#### DIRECTIVES
A. Reproduce the research-trip passage between "Laura: That was" and "monument for Eliza.", inclusive.
B. According to the research-trip passage, who maintains the Schuyler-Hamilton house in Morristown, New Jersey?

#### TEXT PASSAGE
===
Laura: That was sobering to realize in that moment. And to wonder if it was a war that she won. I lingered a long time with my hand pressed to Eliza’s gravestone. Then I remember that we both sat together a long time by the root sculpture just outside the church commemorating an old sycamore that used to be there before it was destroyed by the collapse of the Twin Towers on 9/11. It was the first time we both began to envision her life story as one so intrinsically rooted in the darkest days and greatest triumphs of the country. I think we both felt sad as we reckoned with how many losses she really faced, even before the duel that took her husband’s life. That graveyard is where our original idea for a plucky historical heroine turned into something darker and deeper. Where we began to hope our words could be another sort of monument for Eliza.
Stephanie: Another place that affected me deeply was Morristown, New Jersey, where a local chapter of the Daughters of the American Revolution lovingly maintains the so-called Schuyler-Hamilton house where Eliza visited her Aunt Gertrude and was wooed by Alexander Hamilton. Given the beautiful little churches, the town square, and tales of winter balls, it was easy to imagine a charming winter courtship between the two of them. At least until I visited Jockey Hollow, where old military cabins still dot the forested hills. The realization that ten thousand men were freezing and starving to death—just out of sight of Washington and his officers—made a powerful impression. And given Eliza and Alexander’s lifelong dedication to charity and public service, it doubtless made an impression on them, too. In fact, the visit to Jockey Hollow forced us to rewrite the original lighthearted romance between them, and we reimagined their attraction as one between two very earnest young people in a very dark hour, both of them desperate to make the world a better place.
Laura: Our second research trip occurred later that year, and once again began in New York City, where we undertook research at the New-York Historical Society and New York Public Library. We got to handle one of Eliza’s letters, and getting to hold something she once held and seeing her signature across the page was another powerful moment. But first, we started at Weehawken, New Jersey, standing on that cliff’s height, looking down into the forested slope where Alexander Hamilton dueled Aaron Burr, lost his life, and left his devoted wife impoverished and alone to raise their seven surviving children. We wanted to see the city as Hamilton might have seen it, and to experience the sights and sounds that might have filled his mind in those fateful moments. But in the end, we knew that our novel was not a novel about Alexander Hamilton. It was about his wife. We wanted to understand her journey. And that’s what took us to upstate New York.
===
#### RECORDED INFORMATION
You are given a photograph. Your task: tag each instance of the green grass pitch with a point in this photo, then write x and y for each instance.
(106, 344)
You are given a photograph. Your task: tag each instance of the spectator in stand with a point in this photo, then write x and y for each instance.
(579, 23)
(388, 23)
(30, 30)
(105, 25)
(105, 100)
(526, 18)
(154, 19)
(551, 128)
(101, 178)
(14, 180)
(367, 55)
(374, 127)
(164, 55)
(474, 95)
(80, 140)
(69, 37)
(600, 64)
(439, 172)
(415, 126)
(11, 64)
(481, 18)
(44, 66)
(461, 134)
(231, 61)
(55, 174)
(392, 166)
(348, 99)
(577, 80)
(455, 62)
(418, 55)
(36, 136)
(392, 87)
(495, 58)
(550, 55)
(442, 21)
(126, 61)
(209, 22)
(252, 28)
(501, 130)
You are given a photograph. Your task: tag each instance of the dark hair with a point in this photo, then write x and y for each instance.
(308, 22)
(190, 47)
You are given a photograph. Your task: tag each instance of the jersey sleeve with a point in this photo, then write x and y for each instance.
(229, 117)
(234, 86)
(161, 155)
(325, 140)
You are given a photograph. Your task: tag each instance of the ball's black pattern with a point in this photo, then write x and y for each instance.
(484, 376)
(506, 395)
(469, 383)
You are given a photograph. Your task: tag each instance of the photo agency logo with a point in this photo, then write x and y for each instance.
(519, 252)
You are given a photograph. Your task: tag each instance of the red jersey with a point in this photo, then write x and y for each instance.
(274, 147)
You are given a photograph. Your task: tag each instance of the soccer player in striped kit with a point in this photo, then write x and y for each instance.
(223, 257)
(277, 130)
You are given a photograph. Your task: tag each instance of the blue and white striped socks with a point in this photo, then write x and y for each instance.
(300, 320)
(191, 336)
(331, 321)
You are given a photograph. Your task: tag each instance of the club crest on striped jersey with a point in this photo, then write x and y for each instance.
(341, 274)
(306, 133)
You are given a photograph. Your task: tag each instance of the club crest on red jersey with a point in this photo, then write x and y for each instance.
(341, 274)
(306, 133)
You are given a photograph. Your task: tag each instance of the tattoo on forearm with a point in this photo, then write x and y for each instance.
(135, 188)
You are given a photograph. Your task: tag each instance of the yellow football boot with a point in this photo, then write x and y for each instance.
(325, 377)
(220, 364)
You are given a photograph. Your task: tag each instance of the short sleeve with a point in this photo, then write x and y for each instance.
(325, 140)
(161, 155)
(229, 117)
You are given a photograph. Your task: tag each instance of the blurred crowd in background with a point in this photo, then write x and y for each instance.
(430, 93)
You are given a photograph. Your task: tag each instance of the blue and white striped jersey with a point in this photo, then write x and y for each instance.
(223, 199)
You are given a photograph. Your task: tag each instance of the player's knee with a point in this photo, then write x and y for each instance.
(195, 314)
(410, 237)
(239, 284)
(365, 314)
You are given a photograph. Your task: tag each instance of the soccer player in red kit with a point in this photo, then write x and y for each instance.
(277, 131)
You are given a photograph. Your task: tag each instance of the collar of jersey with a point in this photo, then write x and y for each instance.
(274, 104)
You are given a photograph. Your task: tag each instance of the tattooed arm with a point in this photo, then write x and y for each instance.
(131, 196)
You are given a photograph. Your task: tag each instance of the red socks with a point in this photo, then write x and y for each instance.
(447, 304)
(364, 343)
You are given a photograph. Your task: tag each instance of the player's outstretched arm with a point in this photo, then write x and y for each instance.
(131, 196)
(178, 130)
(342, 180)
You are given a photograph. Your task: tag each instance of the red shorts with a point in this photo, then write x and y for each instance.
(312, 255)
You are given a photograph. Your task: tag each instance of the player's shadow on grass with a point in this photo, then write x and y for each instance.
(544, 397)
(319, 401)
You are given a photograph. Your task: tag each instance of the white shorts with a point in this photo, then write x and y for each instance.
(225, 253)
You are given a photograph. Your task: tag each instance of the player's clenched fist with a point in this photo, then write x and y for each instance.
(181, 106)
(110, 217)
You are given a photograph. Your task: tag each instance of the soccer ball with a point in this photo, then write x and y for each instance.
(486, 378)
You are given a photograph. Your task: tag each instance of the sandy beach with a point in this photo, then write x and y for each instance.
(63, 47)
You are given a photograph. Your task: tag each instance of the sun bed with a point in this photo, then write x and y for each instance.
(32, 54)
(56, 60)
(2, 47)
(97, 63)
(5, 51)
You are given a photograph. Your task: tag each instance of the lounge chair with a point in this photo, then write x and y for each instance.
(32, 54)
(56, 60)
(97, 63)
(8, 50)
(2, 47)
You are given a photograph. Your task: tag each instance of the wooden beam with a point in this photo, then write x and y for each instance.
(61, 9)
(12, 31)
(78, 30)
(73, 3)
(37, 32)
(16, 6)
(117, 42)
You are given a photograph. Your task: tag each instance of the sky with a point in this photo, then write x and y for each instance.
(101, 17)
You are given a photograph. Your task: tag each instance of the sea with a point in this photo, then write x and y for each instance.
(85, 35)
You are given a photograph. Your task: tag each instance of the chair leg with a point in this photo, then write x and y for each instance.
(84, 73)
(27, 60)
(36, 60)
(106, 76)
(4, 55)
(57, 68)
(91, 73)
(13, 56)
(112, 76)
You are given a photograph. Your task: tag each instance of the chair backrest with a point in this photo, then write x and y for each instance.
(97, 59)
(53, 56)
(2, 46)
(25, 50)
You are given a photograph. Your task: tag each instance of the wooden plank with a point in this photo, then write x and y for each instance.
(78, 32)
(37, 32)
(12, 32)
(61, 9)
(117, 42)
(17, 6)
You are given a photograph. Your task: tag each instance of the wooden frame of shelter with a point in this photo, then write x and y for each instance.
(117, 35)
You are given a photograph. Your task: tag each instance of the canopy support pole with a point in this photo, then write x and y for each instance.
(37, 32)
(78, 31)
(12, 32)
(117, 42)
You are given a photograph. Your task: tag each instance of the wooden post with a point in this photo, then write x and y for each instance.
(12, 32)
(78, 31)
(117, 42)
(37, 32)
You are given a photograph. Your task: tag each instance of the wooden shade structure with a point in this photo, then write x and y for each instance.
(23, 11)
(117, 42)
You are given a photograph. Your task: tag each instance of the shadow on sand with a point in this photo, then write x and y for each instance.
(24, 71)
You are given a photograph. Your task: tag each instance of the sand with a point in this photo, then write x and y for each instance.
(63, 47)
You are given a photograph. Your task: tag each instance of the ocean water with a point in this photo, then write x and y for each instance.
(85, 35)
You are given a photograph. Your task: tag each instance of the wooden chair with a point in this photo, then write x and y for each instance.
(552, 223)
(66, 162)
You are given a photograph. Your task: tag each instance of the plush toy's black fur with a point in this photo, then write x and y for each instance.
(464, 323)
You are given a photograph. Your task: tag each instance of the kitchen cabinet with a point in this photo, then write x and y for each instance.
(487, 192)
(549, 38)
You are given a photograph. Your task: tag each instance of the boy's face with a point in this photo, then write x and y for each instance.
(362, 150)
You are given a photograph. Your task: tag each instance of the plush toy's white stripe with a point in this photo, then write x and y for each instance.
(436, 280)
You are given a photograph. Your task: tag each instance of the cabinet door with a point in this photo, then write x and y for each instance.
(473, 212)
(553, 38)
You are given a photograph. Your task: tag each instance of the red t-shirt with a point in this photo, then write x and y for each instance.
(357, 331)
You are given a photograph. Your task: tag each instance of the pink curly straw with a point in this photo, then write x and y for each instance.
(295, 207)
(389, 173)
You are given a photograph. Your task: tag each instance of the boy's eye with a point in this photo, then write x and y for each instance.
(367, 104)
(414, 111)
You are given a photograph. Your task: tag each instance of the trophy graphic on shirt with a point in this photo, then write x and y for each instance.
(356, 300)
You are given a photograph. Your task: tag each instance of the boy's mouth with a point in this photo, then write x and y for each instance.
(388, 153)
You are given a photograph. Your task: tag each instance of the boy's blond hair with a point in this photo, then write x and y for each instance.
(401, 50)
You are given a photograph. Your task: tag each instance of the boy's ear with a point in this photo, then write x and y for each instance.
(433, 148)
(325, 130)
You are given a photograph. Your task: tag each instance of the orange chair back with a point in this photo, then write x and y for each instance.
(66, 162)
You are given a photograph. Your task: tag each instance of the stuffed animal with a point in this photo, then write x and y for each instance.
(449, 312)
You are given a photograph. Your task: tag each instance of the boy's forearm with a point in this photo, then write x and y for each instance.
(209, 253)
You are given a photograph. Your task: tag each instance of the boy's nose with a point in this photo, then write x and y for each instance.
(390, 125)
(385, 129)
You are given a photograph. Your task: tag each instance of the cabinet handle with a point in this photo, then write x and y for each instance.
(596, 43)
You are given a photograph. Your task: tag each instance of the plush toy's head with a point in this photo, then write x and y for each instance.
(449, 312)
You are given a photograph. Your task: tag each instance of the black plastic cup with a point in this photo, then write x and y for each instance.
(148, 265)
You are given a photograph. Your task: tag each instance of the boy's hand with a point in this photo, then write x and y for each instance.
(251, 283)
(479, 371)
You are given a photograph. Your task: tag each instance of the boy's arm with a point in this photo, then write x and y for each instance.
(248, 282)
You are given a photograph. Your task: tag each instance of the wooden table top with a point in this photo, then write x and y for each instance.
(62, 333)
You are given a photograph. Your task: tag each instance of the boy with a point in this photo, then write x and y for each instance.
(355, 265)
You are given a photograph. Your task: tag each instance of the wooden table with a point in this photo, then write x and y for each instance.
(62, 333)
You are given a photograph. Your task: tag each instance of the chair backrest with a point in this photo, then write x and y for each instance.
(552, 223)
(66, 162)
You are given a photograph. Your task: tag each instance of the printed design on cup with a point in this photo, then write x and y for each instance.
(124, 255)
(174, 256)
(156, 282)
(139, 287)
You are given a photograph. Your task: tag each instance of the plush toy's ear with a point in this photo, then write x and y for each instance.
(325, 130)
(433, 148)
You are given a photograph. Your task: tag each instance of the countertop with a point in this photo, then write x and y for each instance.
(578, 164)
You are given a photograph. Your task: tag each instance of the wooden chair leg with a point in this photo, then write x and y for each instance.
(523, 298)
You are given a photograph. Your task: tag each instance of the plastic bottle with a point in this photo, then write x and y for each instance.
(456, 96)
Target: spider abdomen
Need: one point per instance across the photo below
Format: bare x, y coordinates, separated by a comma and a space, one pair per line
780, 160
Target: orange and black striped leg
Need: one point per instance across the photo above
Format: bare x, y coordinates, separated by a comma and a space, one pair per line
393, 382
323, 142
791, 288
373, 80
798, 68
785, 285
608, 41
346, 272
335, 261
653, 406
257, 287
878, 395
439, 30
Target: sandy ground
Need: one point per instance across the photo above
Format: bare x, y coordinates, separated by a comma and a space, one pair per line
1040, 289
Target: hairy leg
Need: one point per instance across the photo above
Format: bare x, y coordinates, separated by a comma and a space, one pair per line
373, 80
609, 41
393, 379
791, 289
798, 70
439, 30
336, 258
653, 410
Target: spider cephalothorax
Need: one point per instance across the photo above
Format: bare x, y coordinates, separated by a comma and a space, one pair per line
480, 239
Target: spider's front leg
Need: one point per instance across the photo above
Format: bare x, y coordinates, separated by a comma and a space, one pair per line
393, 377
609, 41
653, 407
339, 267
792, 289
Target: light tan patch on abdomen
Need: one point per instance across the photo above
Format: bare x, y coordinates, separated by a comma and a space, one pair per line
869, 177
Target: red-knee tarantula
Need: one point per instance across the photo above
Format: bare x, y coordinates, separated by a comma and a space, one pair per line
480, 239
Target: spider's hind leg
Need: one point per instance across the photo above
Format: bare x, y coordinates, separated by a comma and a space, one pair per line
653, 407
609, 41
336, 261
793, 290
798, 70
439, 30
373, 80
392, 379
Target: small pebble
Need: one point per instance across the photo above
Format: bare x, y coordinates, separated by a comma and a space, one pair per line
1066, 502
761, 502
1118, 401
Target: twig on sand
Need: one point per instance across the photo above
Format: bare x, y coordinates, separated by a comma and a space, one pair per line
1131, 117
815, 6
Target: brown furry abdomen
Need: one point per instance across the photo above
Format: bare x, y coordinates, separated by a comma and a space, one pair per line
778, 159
===
#### TASK RESULTS
A.
Laura: That was sobering to realize in that moment. And to wonder if it was a war that she won. I lingered a long time with my hand pressed to Eliza’s gravestone. Then I remember that we both sat together a long time by the root sculpture just outside the church commemorating an old sycamore that used to be there before it was destroyed by the collapse of the Twin Towers on 9/11. It was the first time we both began to envision her life story as one so intrinsically rooted in the darkest days and greatest triumphs of the country. I think we both felt sad as we reckoned with how many losses she really faced, even before the duel that took her husband’s life. That graveyard is where our original idea for a plucky historical heroine turned into something darker and deeper. Where we began to hope our words could be another sort of monument for Eliza.

B. A local chapter of the Daughters of the American Revolution maintains it.